── Dataset entries ──

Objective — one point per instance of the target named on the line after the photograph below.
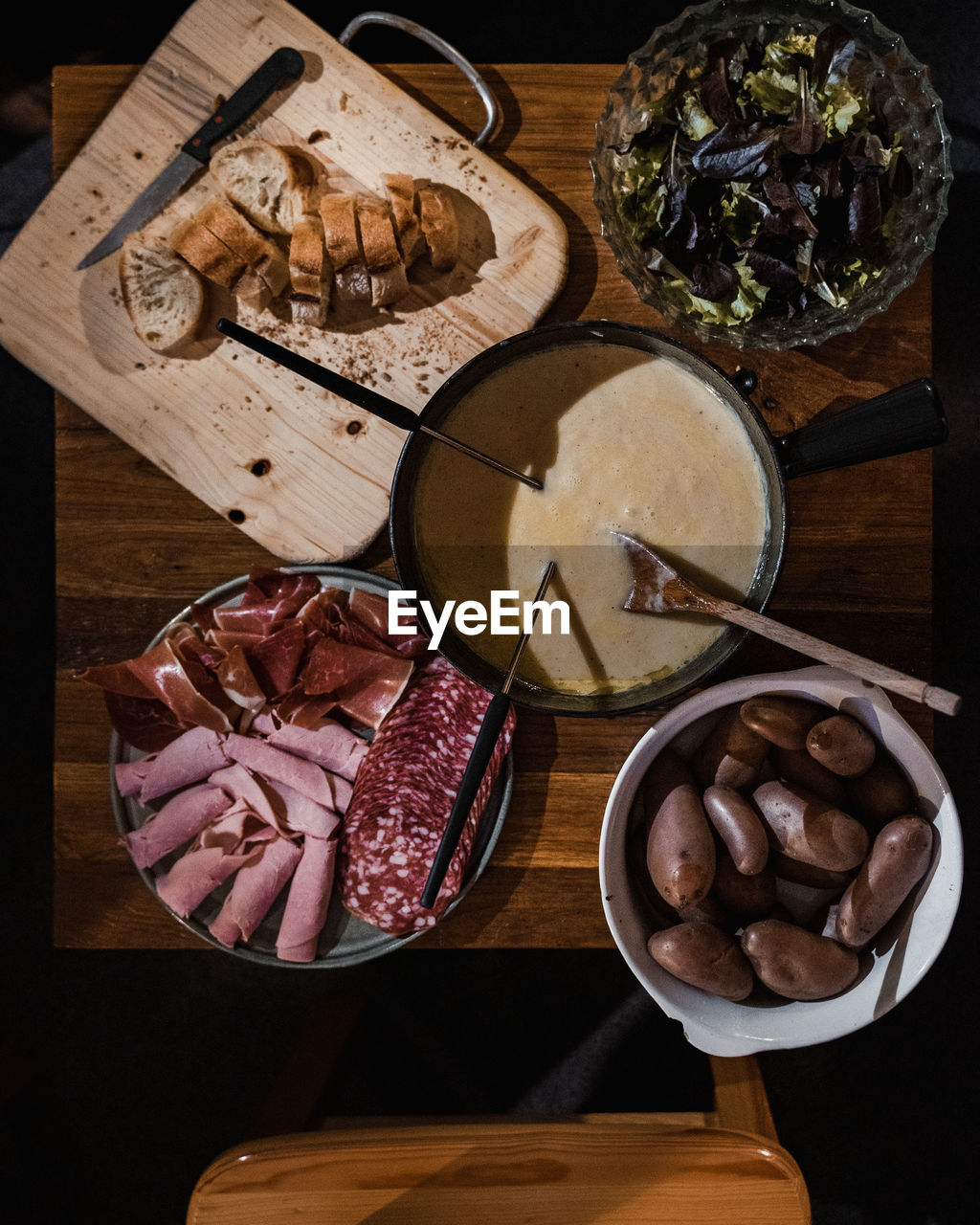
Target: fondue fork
(479, 757)
(659, 589)
(377, 406)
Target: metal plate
(345, 940)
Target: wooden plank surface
(301, 471)
(134, 546)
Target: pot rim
(769, 567)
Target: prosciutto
(253, 721)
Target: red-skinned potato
(880, 792)
(744, 897)
(739, 827)
(898, 860)
(680, 848)
(705, 957)
(843, 745)
(783, 721)
(731, 753)
(796, 766)
(806, 827)
(666, 770)
(797, 965)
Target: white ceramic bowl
(898, 958)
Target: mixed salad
(765, 182)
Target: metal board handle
(375, 17)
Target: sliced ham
(256, 886)
(219, 850)
(275, 764)
(331, 745)
(189, 758)
(180, 819)
(366, 683)
(307, 902)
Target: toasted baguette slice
(310, 311)
(352, 283)
(261, 255)
(376, 231)
(309, 266)
(163, 296)
(337, 211)
(401, 192)
(265, 180)
(438, 224)
(207, 254)
(389, 284)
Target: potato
(794, 870)
(680, 848)
(744, 897)
(705, 957)
(880, 792)
(898, 860)
(739, 827)
(808, 828)
(796, 766)
(796, 963)
(666, 770)
(731, 753)
(783, 721)
(843, 745)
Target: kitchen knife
(280, 66)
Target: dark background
(123, 1075)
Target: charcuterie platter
(296, 468)
(204, 813)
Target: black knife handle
(280, 66)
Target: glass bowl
(898, 90)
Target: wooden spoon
(659, 589)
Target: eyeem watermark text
(507, 613)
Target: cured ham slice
(180, 819)
(282, 767)
(189, 758)
(307, 902)
(364, 683)
(226, 845)
(256, 886)
(331, 745)
(403, 796)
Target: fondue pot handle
(908, 418)
(488, 99)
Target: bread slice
(163, 296)
(267, 183)
(305, 310)
(261, 255)
(337, 212)
(438, 226)
(401, 192)
(309, 266)
(376, 231)
(389, 284)
(207, 254)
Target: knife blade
(283, 65)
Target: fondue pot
(905, 419)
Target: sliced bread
(267, 183)
(438, 224)
(163, 296)
(192, 240)
(309, 266)
(261, 255)
(401, 192)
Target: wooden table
(134, 547)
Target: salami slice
(403, 795)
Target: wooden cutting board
(301, 472)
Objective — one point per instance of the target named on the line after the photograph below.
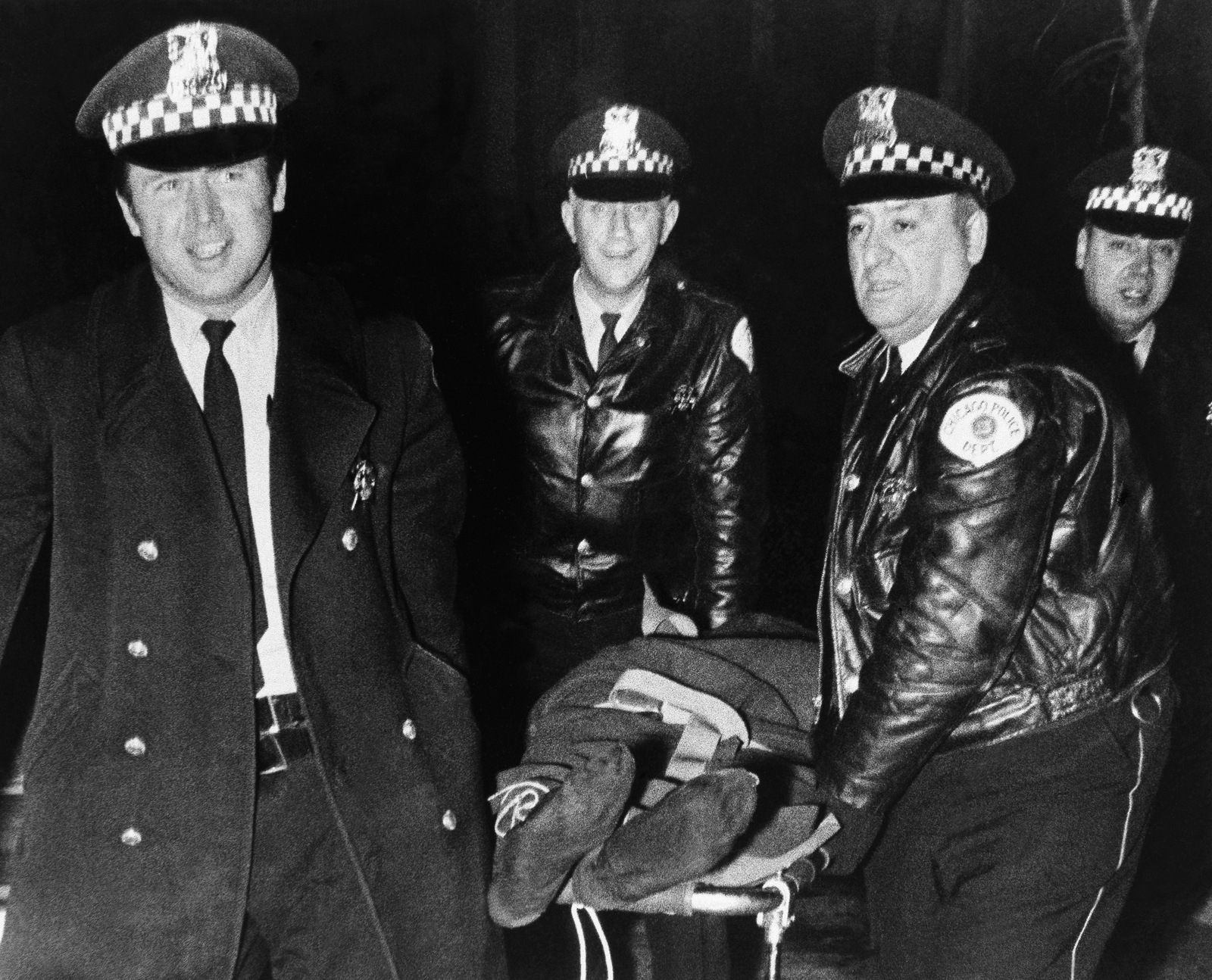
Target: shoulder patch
(743, 343)
(982, 426)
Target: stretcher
(712, 705)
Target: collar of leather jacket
(976, 295)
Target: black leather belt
(283, 733)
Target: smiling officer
(640, 423)
(252, 735)
(639, 412)
(1139, 206)
(994, 612)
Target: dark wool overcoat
(103, 448)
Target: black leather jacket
(651, 466)
(970, 602)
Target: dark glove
(848, 846)
(573, 816)
(682, 838)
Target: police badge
(618, 133)
(876, 123)
(194, 68)
(364, 481)
(685, 399)
(1149, 170)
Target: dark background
(417, 176)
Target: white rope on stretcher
(518, 807)
(581, 941)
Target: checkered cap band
(1130, 200)
(163, 115)
(642, 160)
(926, 161)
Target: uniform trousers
(1012, 862)
(307, 911)
(664, 947)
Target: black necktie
(610, 320)
(221, 408)
(892, 371)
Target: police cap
(197, 95)
(886, 142)
(620, 153)
(1149, 190)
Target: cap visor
(621, 188)
(201, 148)
(1147, 226)
(882, 187)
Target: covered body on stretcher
(660, 767)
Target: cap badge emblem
(876, 123)
(618, 133)
(1149, 169)
(194, 68)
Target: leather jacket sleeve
(729, 491)
(970, 565)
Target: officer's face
(909, 260)
(617, 242)
(206, 230)
(1127, 278)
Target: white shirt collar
(254, 317)
(911, 349)
(591, 315)
(1143, 343)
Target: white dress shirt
(251, 349)
(911, 349)
(591, 314)
(1142, 345)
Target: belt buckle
(268, 744)
(284, 716)
(1141, 704)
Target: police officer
(1139, 206)
(639, 411)
(252, 737)
(994, 610)
(640, 423)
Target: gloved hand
(684, 836)
(547, 822)
(848, 846)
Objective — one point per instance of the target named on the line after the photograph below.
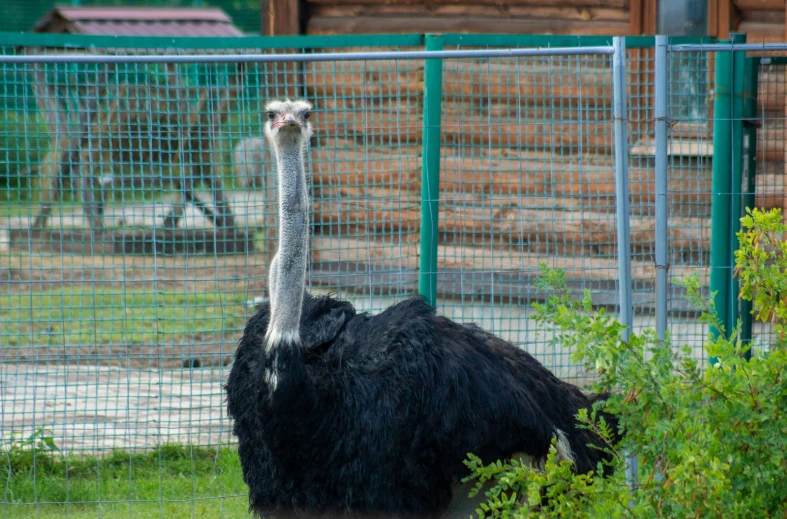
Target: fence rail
(136, 218)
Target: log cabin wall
(371, 118)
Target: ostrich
(344, 413)
(247, 159)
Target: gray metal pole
(661, 79)
(620, 115)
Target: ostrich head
(288, 123)
(288, 131)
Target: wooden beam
(405, 24)
(722, 18)
(281, 17)
(536, 3)
(760, 5)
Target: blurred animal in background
(248, 161)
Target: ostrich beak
(288, 121)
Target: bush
(711, 441)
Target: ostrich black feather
(386, 408)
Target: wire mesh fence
(137, 223)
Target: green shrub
(711, 441)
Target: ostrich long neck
(290, 263)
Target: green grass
(171, 482)
(83, 316)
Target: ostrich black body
(374, 415)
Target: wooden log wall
(526, 167)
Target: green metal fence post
(738, 95)
(720, 186)
(430, 170)
(749, 172)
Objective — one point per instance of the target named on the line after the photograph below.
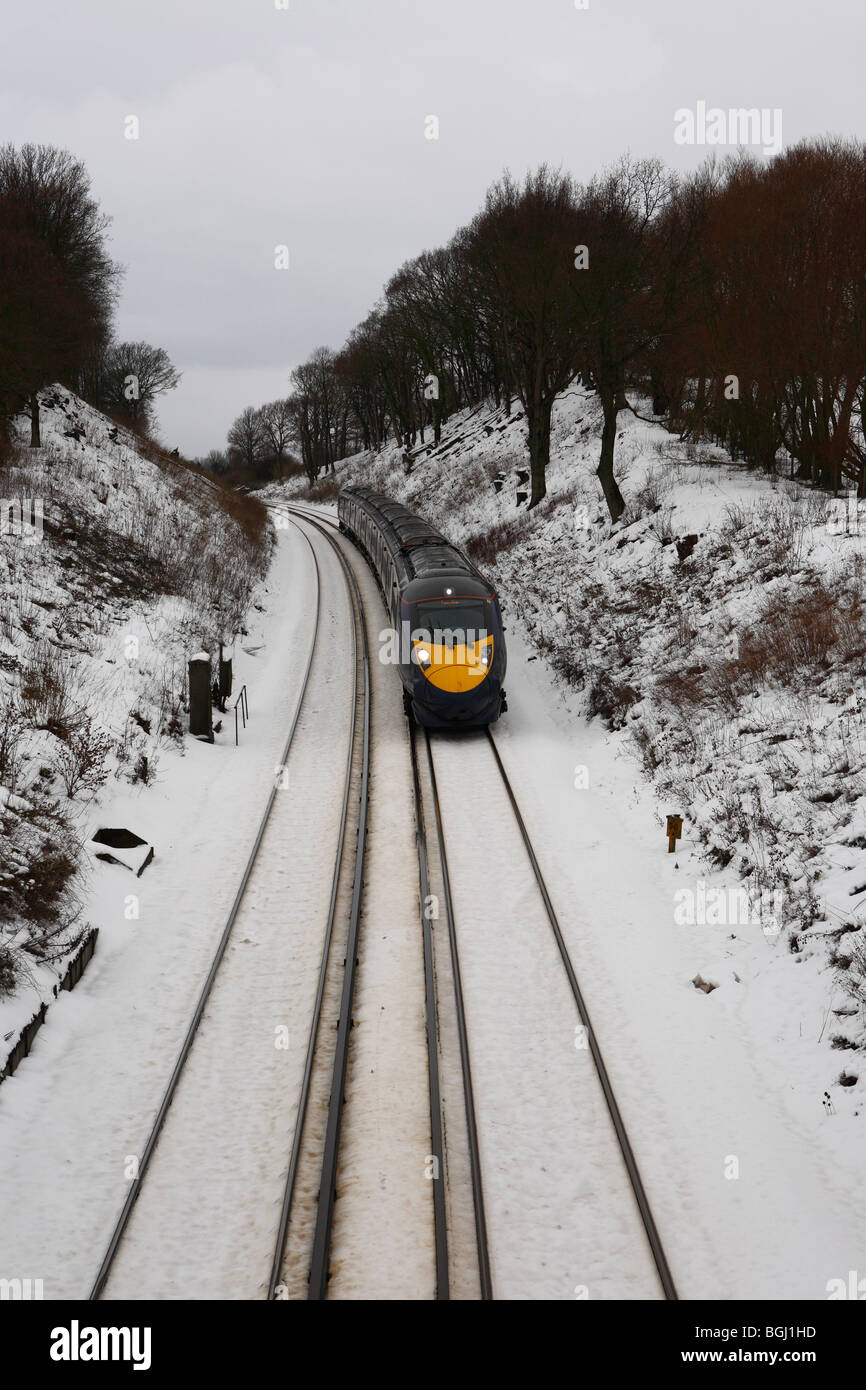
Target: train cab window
(449, 623)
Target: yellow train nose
(458, 667)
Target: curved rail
(471, 1127)
(104, 1269)
(327, 1191)
(631, 1166)
(433, 1040)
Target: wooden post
(200, 716)
(225, 674)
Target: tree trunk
(605, 470)
(538, 419)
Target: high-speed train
(446, 634)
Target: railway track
(302, 1247)
(616, 1118)
(150, 1144)
(327, 1050)
(434, 970)
(359, 751)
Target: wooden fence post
(200, 713)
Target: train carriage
(446, 626)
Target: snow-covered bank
(116, 565)
(724, 674)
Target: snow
(82, 1102)
(754, 1183)
(752, 1179)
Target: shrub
(49, 691)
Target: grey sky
(305, 127)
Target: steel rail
(327, 1191)
(471, 1127)
(433, 1039)
(104, 1269)
(631, 1166)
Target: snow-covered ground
(78, 1111)
(128, 567)
(754, 1183)
(724, 980)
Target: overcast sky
(306, 127)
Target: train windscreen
(451, 624)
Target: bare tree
(246, 439)
(46, 193)
(278, 430)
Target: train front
(452, 652)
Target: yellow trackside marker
(456, 669)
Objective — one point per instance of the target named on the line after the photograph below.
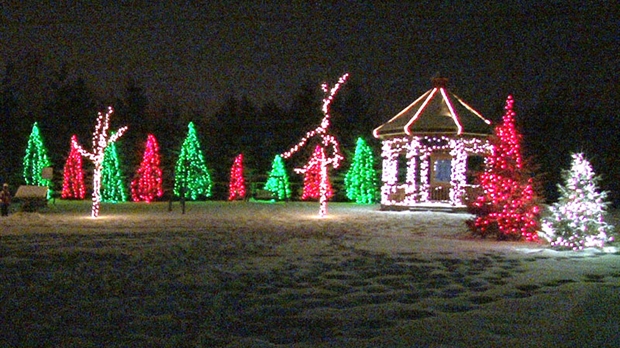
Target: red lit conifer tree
(147, 184)
(73, 177)
(508, 208)
(237, 182)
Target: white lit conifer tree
(577, 219)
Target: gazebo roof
(438, 111)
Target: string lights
(508, 206)
(418, 151)
(192, 178)
(327, 141)
(101, 140)
(577, 219)
(236, 187)
(277, 182)
(113, 188)
(361, 179)
(313, 176)
(148, 182)
(35, 159)
(73, 175)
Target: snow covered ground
(260, 275)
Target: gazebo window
(402, 168)
(475, 165)
(442, 170)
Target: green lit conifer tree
(278, 182)
(361, 179)
(35, 159)
(191, 174)
(113, 188)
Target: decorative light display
(427, 97)
(113, 188)
(148, 183)
(577, 218)
(237, 182)
(418, 151)
(73, 175)
(361, 179)
(327, 141)
(313, 176)
(508, 206)
(101, 140)
(278, 182)
(35, 159)
(192, 178)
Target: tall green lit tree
(577, 218)
(35, 159)
(191, 175)
(361, 181)
(113, 187)
(277, 181)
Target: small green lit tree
(113, 189)
(361, 181)
(191, 175)
(35, 159)
(278, 182)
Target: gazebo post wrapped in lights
(430, 151)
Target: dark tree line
(64, 104)
(565, 119)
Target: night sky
(200, 54)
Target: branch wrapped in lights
(101, 140)
(327, 141)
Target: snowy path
(256, 274)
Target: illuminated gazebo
(431, 151)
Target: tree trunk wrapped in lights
(328, 141)
(101, 140)
(315, 182)
(508, 208)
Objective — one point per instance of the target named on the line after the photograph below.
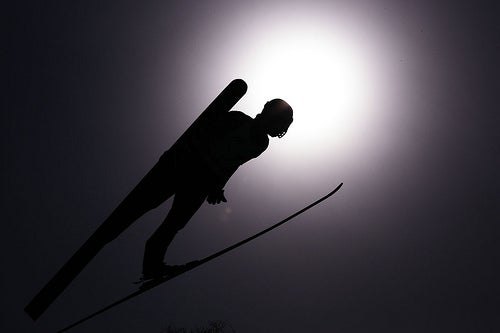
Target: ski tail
(154, 283)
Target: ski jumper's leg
(152, 190)
(186, 202)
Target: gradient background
(397, 99)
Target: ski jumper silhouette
(196, 168)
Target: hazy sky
(396, 99)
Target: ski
(150, 284)
(233, 92)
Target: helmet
(278, 116)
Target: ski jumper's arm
(237, 141)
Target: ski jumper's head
(276, 117)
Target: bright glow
(322, 78)
(338, 76)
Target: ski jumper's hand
(216, 197)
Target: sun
(323, 77)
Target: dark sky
(95, 92)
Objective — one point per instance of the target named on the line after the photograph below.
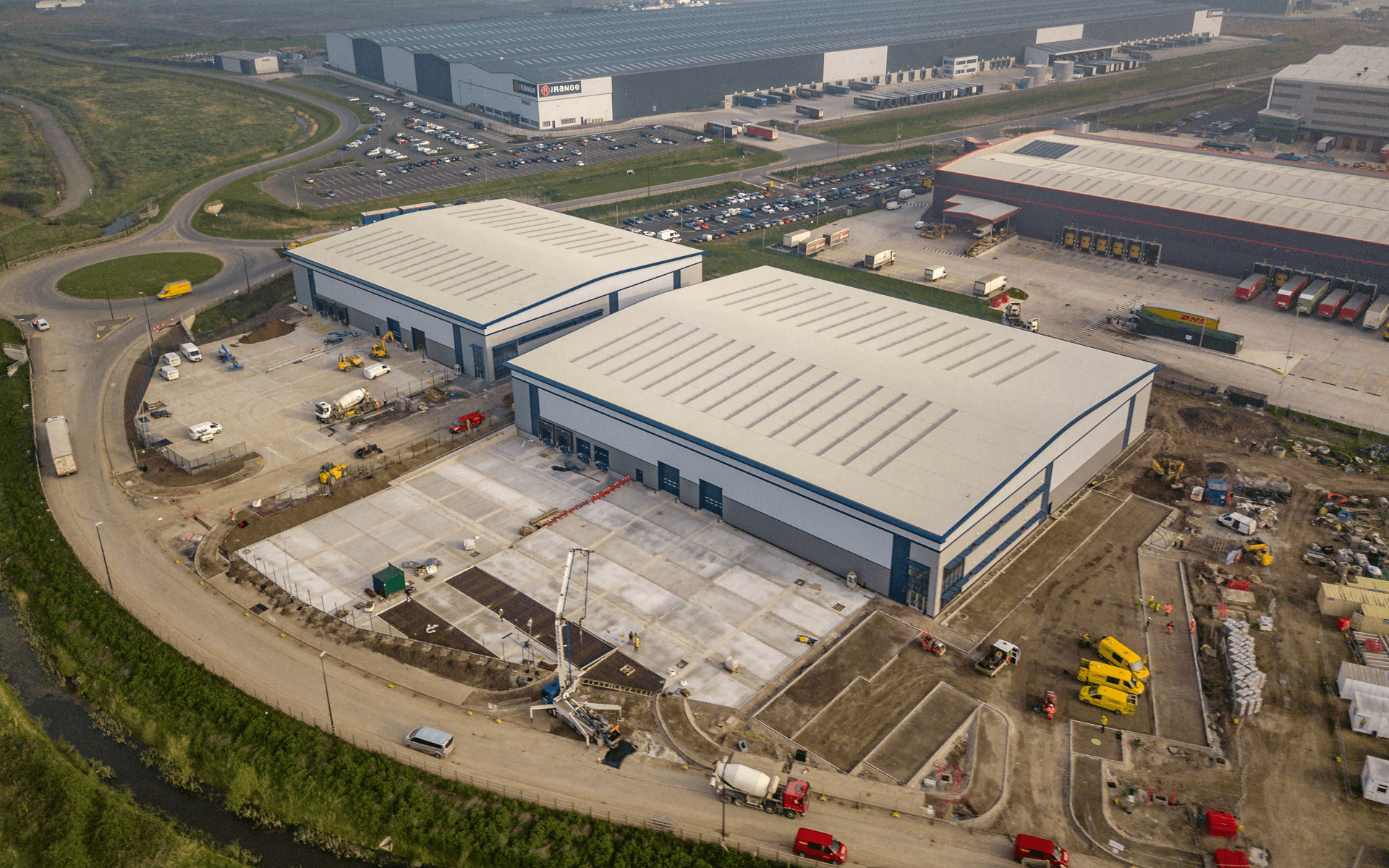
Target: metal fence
(202, 463)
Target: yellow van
(1096, 673)
(1109, 699)
(177, 288)
(1114, 652)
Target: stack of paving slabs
(1246, 682)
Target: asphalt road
(82, 378)
(77, 176)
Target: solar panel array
(595, 45)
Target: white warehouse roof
(1271, 192)
(486, 260)
(909, 410)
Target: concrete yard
(268, 404)
(694, 590)
(1317, 365)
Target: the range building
(564, 69)
(1205, 210)
(903, 443)
(474, 285)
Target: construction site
(687, 641)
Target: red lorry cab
(820, 846)
(1041, 851)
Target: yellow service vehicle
(1109, 699)
(1096, 673)
(1114, 652)
(177, 288)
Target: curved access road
(77, 176)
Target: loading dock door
(668, 480)
(710, 498)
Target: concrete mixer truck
(744, 785)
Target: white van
(427, 739)
(205, 431)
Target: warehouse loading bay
(1325, 367)
(883, 721)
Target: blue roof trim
(481, 327)
(825, 492)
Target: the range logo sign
(543, 90)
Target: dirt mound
(276, 328)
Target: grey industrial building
(474, 285)
(247, 63)
(1210, 211)
(1342, 95)
(902, 443)
(575, 69)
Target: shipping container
(1377, 312)
(1288, 292)
(375, 217)
(1351, 310)
(60, 446)
(1210, 339)
(1310, 297)
(1184, 315)
(1331, 305)
(1250, 286)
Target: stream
(64, 715)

───

Written task:
Only the lines from the line containing "Target: ski jumper's hand" through the end of the data are to be reproduced, exactly and with both ends included; pictures are omitted.

Task response:
Target: ski jumper's hand
(216, 197)
Target: sun
(323, 77)
Target: dark sky
(95, 92)
Objective — one point per instance of the target named on the line after the photograph below.
Target: metal fence
(202, 463)
Target: yellow van
(1096, 673)
(1109, 699)
(177, 288)
(1114, 652)
Target: stack of paving slabs
(1246, 682)
Target: asphalt road
(82, 378)
(77, 176)
Target: solar panel array
(595, 45)
Target: white warehouse roof
(1271, 192)
(486, 260)
(909, 410)
Target: concrete yard
(268, 404)
(694, 590)
(1317, 365)
Target: the range building
(564, 69)
(1205, 210)
(903, 443)
(474, 285)
Target: construction site
(687, 641)
Target: red lorry cab
(820, 846)
(1041, 851)
Target: yellow service vehicle
(1109, 699)
(1096, 673)
(1114, 652)
(177, 288)
Target: curved access road
(77, 176)
Target: loading dock door
(668, 480)
(710, 498)
Target: concrete mixer truck
(744, 785)
Target: white van
(427, 739)
(205, 431)
Target: warehouse loading bay
(1325, 367)
(883, 721)
Target: blue roof trim
(481, 327)
(825, 492)
Target: the range logo sign
(543, 90)
Target: dirt mound
(276, 328)
Target: grey industrial building
(474, 285)
(247, 63)
(1210, 211)
(1342, 95)
(902, 443)
(575, 69)
Target: shipping container
(1377, 312)
(1288, 292)
(375, 217)
(1351, 310)
(60, 446)
(1210, 339)
(1310, 297)
(1184, 315)
(1331, 305)
(1250, 286)
Target: stream
(64, 715)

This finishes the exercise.